* _EXERCISE GOAL_: Every record shown here needs to be repeated exactly.

Stored data entries
━━━━━━━━━━━━━━━━━━━━━━━━━━━━━━

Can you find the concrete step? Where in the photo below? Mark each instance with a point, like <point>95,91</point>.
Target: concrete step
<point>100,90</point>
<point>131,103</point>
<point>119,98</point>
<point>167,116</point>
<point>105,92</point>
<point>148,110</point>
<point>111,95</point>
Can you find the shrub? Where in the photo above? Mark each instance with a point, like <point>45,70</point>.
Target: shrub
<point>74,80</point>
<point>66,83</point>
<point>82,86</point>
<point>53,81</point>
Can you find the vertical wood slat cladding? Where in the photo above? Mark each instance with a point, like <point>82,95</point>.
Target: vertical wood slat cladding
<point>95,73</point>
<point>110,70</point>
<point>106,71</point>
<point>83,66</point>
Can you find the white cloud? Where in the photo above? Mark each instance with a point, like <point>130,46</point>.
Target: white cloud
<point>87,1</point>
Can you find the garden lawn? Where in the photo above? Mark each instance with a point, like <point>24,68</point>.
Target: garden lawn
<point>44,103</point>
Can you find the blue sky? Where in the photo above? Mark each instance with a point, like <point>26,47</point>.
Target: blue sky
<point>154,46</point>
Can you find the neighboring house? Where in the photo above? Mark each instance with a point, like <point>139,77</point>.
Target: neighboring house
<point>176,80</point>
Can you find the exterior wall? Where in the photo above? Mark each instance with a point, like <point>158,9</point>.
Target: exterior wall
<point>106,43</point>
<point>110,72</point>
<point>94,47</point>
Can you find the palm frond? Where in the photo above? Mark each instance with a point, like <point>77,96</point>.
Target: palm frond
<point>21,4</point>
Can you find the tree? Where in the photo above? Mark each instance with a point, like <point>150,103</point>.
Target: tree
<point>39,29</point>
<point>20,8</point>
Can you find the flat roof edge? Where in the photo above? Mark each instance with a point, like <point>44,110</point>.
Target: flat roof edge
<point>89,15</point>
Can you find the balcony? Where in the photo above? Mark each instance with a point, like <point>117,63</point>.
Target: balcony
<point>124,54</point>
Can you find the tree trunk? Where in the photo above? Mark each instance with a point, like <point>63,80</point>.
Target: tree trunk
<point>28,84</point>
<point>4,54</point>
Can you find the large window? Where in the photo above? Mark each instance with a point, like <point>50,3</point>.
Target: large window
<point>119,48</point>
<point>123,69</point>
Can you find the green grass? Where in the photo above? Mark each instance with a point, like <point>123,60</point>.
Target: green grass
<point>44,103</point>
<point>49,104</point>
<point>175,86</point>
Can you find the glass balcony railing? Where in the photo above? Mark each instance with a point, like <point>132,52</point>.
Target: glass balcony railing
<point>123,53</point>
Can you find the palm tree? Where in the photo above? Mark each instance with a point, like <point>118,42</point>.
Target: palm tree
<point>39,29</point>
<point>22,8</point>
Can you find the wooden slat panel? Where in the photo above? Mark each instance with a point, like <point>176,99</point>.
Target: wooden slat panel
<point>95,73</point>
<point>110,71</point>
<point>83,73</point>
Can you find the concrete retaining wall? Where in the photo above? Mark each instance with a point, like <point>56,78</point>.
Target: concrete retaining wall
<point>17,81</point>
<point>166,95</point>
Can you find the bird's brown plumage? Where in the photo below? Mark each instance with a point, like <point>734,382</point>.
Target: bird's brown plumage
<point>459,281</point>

━━━━━━━━━━━━━━━━━━━━━━━━━━━━━━

* _YOUR SOLUTION_:
Can you find the concrete step? Where in the photo below? Mark each instance with a point, like <point>95,91</point>.
Target: concrete step
<point>100,90</point>
<point>131,103</point>
<point>119,98</point>
<point>167,116</point>
<point>105,92</point>
<point>148,110</point>
<point>111,95</point>
Can you find the shrub? Where in the photo above? Mark each instance with a point, like <point>45,70</point>.
Target: shrub
<point>74,80</point>
<point>66,83</point>
<point>82,86</point>
<point>53,81</point>
Can you find the vertical wood slat cladding? Where in the photo above? Mark each instance with a point, like <point>82,95</point>.
Target: vertical wood slat cladding
<point>95,73</point>
<point>110,70</point>
<point>106,71</point>
<point>83,66</point>
Can you find the white cloud? Where in the photo above? Mark each instance with a point, like <point>130,46</point>.
Target: white cloud
<point>87,1</point>
Can you find the garden lawn? Where in the photo above? Mark each instance with a point, like <point>24,68</point>.
Target: garden lawn
<point>44,103</point>
Can you find the blue sky? Where in the photo above? Mark each instance with a point, like <point>26,47</point>.
Target: blue sky
<point>154,46</point>
Can you find the neighboring house? Where in the photo above? Mark each instance with a point, like <point>139,77</point>.
Target: neighboring house
<point>176,80</point>
Can you find the exterior wall? Where in the photo above? Mark each instance with a point, like <point>158,9</point>.
Target: exterior wall
<point>106,43</point>
<point>110,72</point>
<point>94,47</point>
Can you find the palm frond? Where in the photo above? Mark each instance with a point, like <point>77,96</point>.
Target: palm frond
<point>21,4</point>
Can you find the tree? Where in the photo above? Mark each instance with a point, like <point>150,103</point>.
Target: tree
<point>39,29</point>
<point>20,8</point>
Can you find the flat roof edge? Where in the photo above? Mark each instance with a point, like <point>44,110</point>.
Target: flat roof edge
<point>89,15</point>
Can you find the balcony? Where in the photo above? Mark each instance with a point, like <point>117,63</point>.
Target: balcony
<point>124,54</point>
Can you find the tree trunk? Where in the photo above? Mark each instance with a point, like <point>63,80</point>.
Target: tree trunk
<point>28,84</point>
<point>4,54</point>
Can you find the large window? Where in the photo above? Mark each instance with a point, like <point>50,3</point>.
Target: large window
<point>119,48</point>
<point>123,69</point>
Can you find the green grass? Where in the photo above? Mark each instance with a point, like <point>123,60</point>.
Target: green grass
<point>44,103</point>
<point>49,104</point>
<point>175,86</point>
Can you find the glass balcony railing? Where in the photo above? Mark each instance with a point, like <point>132,52</point>.
Target: glass balcony railing
<point>123,53</point>
Can you find the palm tree? Where in the photo above? Mark each instance with a point, like <point>118,42</point>.
Target: palm tree
<point>39,29</point>
<point>22,8</point>
Can you find the wooden slat panel? Where in the photo above? Mark each instance with a point, like <point>176,99</point>.
Target: wooden slat panel
<point>95,73</point>
<point>110,71</point>
<point>83,73</point>
Can you find the concrete retaining wall? Where in the photo above? Mark each instance with a point, like <point>56,78</point>.
Target: concrete retaining wall
<point>17,81</point>
<point>166,95</point>
Can you find the bird's brown plumage? Where in the photo below? Mark each instance with a point, like <point>734,382</point>.
Target: bird's brown plumage
<point>459,281</point>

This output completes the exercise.